| Texto de apoio |
====

- Siglas em fase de formação precisam ter o apoio de pelo menos 547.455 eleitores, distribuídos em nove unidades da federação.-
Comissão de Constituição e Justiça e de Cidadania (CCJ) da Câmara dos Deputados aprovou, nesta quinta-feira (7), proposta que permite o uso de assinatura eletrônica no apoiamento de eleitores à criação de partidos.
A medida consta do Projeto de Lei 3769/23, do deputado Prof. Paulo Fernando (Republicanos-DF), que recebeu parecer pela constitucionalidade do relator, deputado Kim Kataguiri (União-SP).
Kataguiri disse que é necessário “modernizar os mecanismos já existentes para coleta de assinaturas de eleitores para criação de partido político”. “O modelo proposto contribuirá para aumentar a participação popular na política do nosso País”, defendeu o relator.
A modificação é feita na Lei dos Partidos Políticos (Lei 9.096/95). Hoje, de acordo com resolução do Tribunal Superior Eleitoral (23.571/18), para criação de um partido político é preciso um apoiamento mínimo de assinaturas de eleitores não filiados a outro partido, correspondentes a, pelo menos, 0,5% dos votos válidos dados na última eleição para a Câmara dos Deputados.
Com base nos votos válidos em 2022, seriam necessárias 547.455 assinaturas, que deverão estar distribuídas em pelo menos 9 estados, com um mínimo de 0,1% do eleitorado que tenha votado em cada um deles.
O projeto ainda depende de análise pelo Plenário.

====

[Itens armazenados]
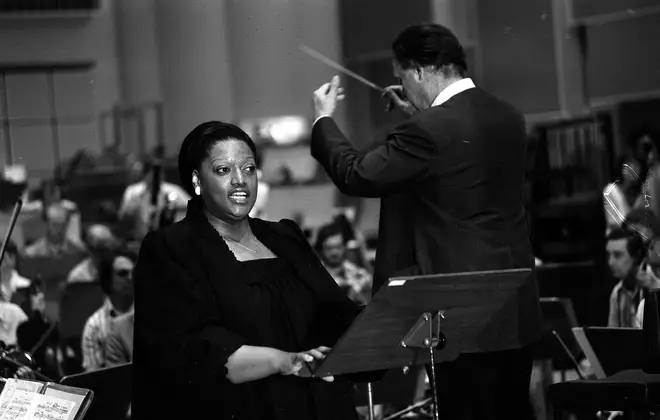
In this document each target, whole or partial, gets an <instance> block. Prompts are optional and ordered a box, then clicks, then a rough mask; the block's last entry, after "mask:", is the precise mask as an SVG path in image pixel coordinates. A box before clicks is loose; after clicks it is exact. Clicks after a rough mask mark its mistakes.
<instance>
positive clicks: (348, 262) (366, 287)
mask: <svg viewBox="0 0 660 420" xmlns="http://www.w3.org/2000/svg"><path fill="white" fill-rule="evenodd" d="M347 242H348V241H347V240H346V237H345V235H344V232H343V230H342V227H341V226H340V225H339V224H337V223H330V224H327V225H324V226H321V228H320V229H319V231H318V233H317V236H316V244H315V249H316V252H317V253H318V254H319V256H320V258H321V262H322V263H323V266H324V267H325V268H326V270H328V273H330V275H331V276H332V278H333V279H334V280H335V282H337V284H338V285H339V287H341V288H342V289H343V290H344V291H345V292H346V294H347V295H348V297H349V298H350V299H351V300H353V301H354V302H356V303H358V304H362V305H364V304H367V303H368V302H369V298H370V296H371V283H372V278H371V274H370V273H369V272H368V271H367V270H366V269H365V268H363V267H359V266H358V265H357V264H355V263H354V262H352V261H350V260H349V259H348V258H347Z"/></svg>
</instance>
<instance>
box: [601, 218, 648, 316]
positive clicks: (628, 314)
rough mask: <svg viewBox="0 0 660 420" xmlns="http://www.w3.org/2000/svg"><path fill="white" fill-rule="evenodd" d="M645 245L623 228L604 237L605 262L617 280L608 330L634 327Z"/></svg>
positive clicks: (640, 296) (615, 229) (619, 229)
mask: <svg viewBox="0 0 660 420" xmlns="http://www.w3.org/2000/svg"><path fill="white" fill-rule="evenodd" d="M643 247H644V243H643V242H642V240H641V238H640V237H639V236H638V235H637V234H636V233H635V232H631V231H628V230H625V229H623V228H617V229H614V230H612V232H610V234H609V235H607V262H608V265H609V267H610V270H611V272H612V276H613V277H614V278H615V279H617V280H619V282H618V283H617V284H616V286H614V289H613V290H612V293H611V294H610V311H609V317H608V323H607V326H608V327H623V328H633V327H634V326H635V315H636V314H637V307H638V306H639V302H640V300H641V298H642V288H641V285H640V283H639V281H638V279H637V272H638V269H639V266H640V263H641V261H642V258H643V256H642V254H643V252H644V251H643Z"/></svg>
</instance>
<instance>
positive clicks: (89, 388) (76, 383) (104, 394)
mask: <svg viewBox="0 0 660 420" xmlns="http://www.w3.org/2000/svg"><path fill="white" fill-rule="evenodd" d="M60 383H61V384H62V385H68V386H73V387H78V388H86V389H90V390H92V391H94V400H93V401H92V404H91V406H90V407H89V410H87V414H86V416H85V420H114V419H120V418H125V417H126V414H127V413H128V409H129V407H130V405H131V398H132V392H133V364H132V363H125V364H123V365H118V366H113V367H109V368H103V369H98V370H94V371H90V372H85V373H79V374H75V375H70V376H65V377H63V378H62V379H60Z"/></svg>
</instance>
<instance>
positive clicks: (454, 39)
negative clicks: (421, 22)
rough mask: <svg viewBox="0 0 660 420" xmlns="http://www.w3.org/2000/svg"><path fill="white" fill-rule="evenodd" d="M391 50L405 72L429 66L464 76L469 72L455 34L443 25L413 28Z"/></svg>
mask: <svg viewBox="0 0 660 420" xmlns="http://www.w3.org/2000/svg"><path fill="white" fill-rule="evenodd" d="M392 50H393V51H394V57H395V58H396V61H397V62H398V63H399V65H401V67H402V68H403V69H409V68H412V67H429V66H430V67H433V68H435V69H437V70H442V71H443V72H445V73H451V72H453V73H455V74H456V75H458V76H461V77H465V74H466V73H467V63H466V61H465V51H463V46H461V43H460V41H459V40H458V38H457V37H456V35H454V33H453V32H452V31H450V30H449V29H448V28H446V27H444V26H442V25H438V24H423V25H415V26H410V27H408V28H406V29H404V30H403V31H402V32H401V33H400V34H399V35H397V37H396V38H395V39H394V42H393V43H392Z"/></svg>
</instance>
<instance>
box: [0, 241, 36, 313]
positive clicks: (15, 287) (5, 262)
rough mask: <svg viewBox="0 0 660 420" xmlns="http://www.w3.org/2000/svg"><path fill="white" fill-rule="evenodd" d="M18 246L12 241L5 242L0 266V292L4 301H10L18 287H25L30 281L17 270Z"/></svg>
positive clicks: (21, 287) (18, 290)
mask: <svg viewBox="0 0 660 420" xmlns="http://www.w3.org/2000/svg"><path fill="white" fill-rule="evenodd" d="M17 264H18V247H17V246H16V244H15V243H14V242H13V241H9V242H8V243H7V248H6V249H5V257H4V259H3V260H2V266H0V294H1V295H2V296H1V298H2V300H3V301H5V302H12V301H13V299H14V295H15V294H16V292H17V291H19V290H20V289H26V288H27V287H29V286H30V283H31V281H30V280H29V279H27V278H25V277H23V276H21V275H20V274H18V271H17Z"/></svg>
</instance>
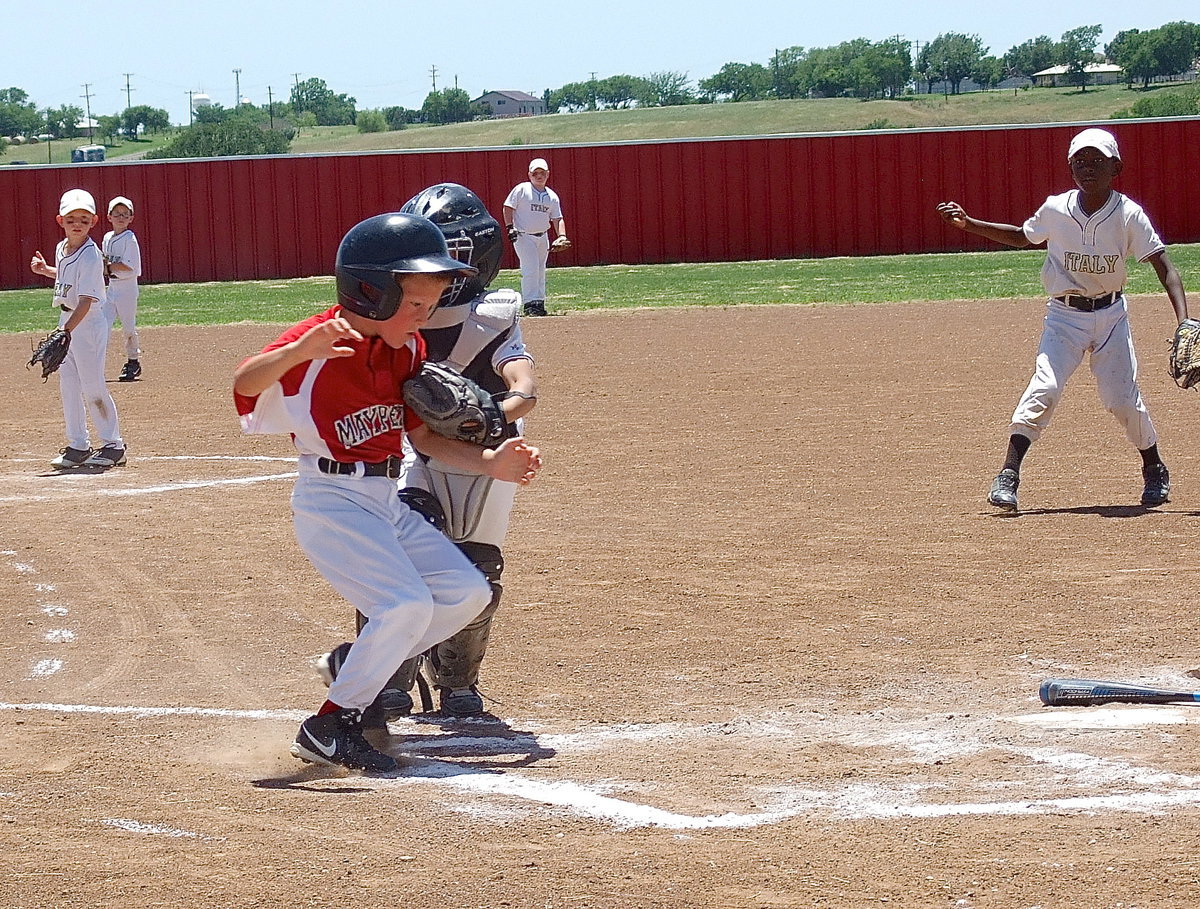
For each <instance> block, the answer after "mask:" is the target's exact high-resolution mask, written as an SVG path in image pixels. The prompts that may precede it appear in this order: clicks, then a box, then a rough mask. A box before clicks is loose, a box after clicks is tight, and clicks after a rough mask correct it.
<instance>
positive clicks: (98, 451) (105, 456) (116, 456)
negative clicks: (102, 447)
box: [83, 445, 126, 470]
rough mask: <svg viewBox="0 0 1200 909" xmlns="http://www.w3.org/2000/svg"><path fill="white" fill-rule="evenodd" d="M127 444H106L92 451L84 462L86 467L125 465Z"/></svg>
mask: <svg viewBox="0 0 1200 909" xmlns="http://www.w3.org/2000/svg"><path fill="white" fill-rule="evenodd" d="M125 463H126V457H125V446H124V445H106V446H104V447H103V449H98V450H97V451H94V452H92V453H91V457H89V458H88V459H86V460H85V462H84V463H83V466H85V468H103V469H106V470H107V469H108V468H122V466H125Z"/></svg>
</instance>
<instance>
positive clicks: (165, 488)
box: [0, 471, 298, 505]
mask: <svg viewBox="0 0 1200 909" xmlns="http://www.w3.org/2000/svg"><path fill="white" fill-rule="evenodd" d="M296 476H298V474H296V472H295V471H292V472H289V474H266V475H265V476H240V477H224V478H220V480H193V481H187V482H181V483H163V484H161V486H143V487H138V488H134V489H107V488H103V487H101V488H96V487H94V486H92V487H88V488H84V487H82V486H80V487H78V488H77V489H74V490H73V492H78V493H79V496H80V498H82V496H94V495H109V496H124V495H154V494H157V493H174V492H179V490H181V489H208V488H212V487H218V486H250V484H252V483H269V482H275V481H277V480H294V478H295V477H296ZM80 478H82V477H80ZM84 482H86V480H84ZM62 499H64V496H62V495H6V496H0V505H6V504H8V502H31V501H61V500H62Z"/></svg>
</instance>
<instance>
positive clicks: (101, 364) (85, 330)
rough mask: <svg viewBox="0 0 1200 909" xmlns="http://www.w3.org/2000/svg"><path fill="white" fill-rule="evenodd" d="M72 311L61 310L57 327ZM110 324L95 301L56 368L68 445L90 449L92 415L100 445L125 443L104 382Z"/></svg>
mask: <svg viewBox="0 0 1200 909" xmlns="http://www.w3.org/2000/svg"><path fill="white" fill-rule="evenodd" d="M70 317H71V313H68V312H62V313H61V315H60V317H59V327H61V326H64V325H66V321H67V319H68V318H70ZM108 330H109V323H108V319H107V318H106V317H104V306H103V303H102V302H101V301H98V300H97V301H95V302H92V305H91V308H90V309H89V311H88V314H86V315H85V317H84V318H83V320H82V321H80V323H79V324H78V325H77V326H76V327H74V330H73V331H72V332H71V347H70V348H68V349H67V356H66V360H64V361H62V366H61V367H60V368H59V395H60V396H61V397H62V421H64V423H65V425H66V437H67V445H70V446H71V447H72V449H89V447H91V444H90V441H89V437H88V416H89V415H90V416H91V422H92V426H95V428H96V435H97V437H98V441H100V445H97V447H102V446H104V445H124V443H122V441H121V429H120V423H119V421H118V419H116V403H115V402H114V401H113V396H112V395H110V393H109V391H108V385H107V384H106V383H104V356H106V355H107V354H108Z"/></svg>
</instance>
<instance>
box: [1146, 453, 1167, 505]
mask: <svg viewBox="0 0 1200 909" xmlns="http://www.w3.org/2000/svg"><path fill="white" fill-rule="evenodd" d="M1141 477H1142V480H1145V481H1146V486H1144V487H1142V489H1141V504H1142V505H1148V506H1151V507H1153V506H1156V505H1162V504H1163V502H1165V501H1166V500H1168V496H1169V495H1170V492H1171V474H1170V471H1168V469H1166V464H1163V463H1158V464H1152V465H1150V466H1148V468H1142V471H1141Z"/></svg>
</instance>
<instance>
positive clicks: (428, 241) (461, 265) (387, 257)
mask: <svg viewBox="0 0 1200 909" xmlns="http://www.w3.org/2000/svg"><path fill="white" fill-rule="evenodd" d="M334 273H335V276H336V278H337V302H338V303H341V305H342V306H343V307H344V308H347V309H349V311H350V312H353V313H358V314H359V315H361V317H364V318H366V319H374V320H377V321H383V320H384V319H390V318H391V317H392V315H395V314H396V311H397V309H398V308H400V300H401V296H402V291H401V288H400V281H398V276H400V275H414V273H425V275H437V273H444V275H452V276H455V277H456V278H463V279H466V278H468V277H472V276H474V275H475V273H476V269H474V267H472V266H470V265H467V264H464V263H461V261H458V260H457V259H451V258H450V252H449V249H448V248H446V241H445V237H444V236H442V231H440V230H439V229H438V227H437V225H436V224H434V223H433V222H432V221H430V219H428V218H422V217H418V216H416V215H412V213H403V212H398V211H396V212H391V213H388V215H376V216H374V217H373V218H367V219H366V221H360V222H359V223H358V224H355V225H354V227H352V228H350V229H349V230H348V231H347V233H346V236H343V237H342V242H341V245H340V246H338V247H337V260H336V264H335V266H334Z"/></svg>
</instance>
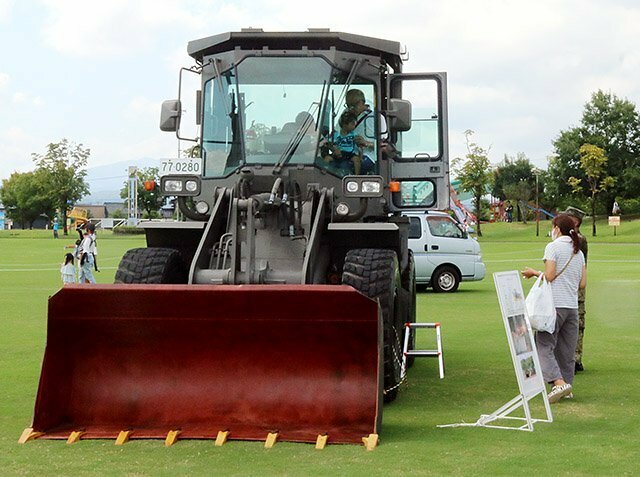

====

| Atividades propostas |
- 1) Liste todos os atos normativos que o texto sobre a criação de partidos identifica por número, indicando esse número.
- 2) Copie do texto sobre a criação de partidos tudo o que vai desde "Com base nos" até "cada um deles.".

| Respostas por item |
- 1)
- Projeto de Lei 3769/23
- Lei dos Partidos Políticos (Lei 9.096/95)
- Resolução do Tribunal Superior Eleitoral 23.571/18

- 2)
Com base nos votos válidos em 2022, seriam necessárias 547.455 assinaturas, que deverão estar distribuídas em pelo menos 9 estados, com um mínimo de 0,1% do eleitorado que tenha votado em cada um deles.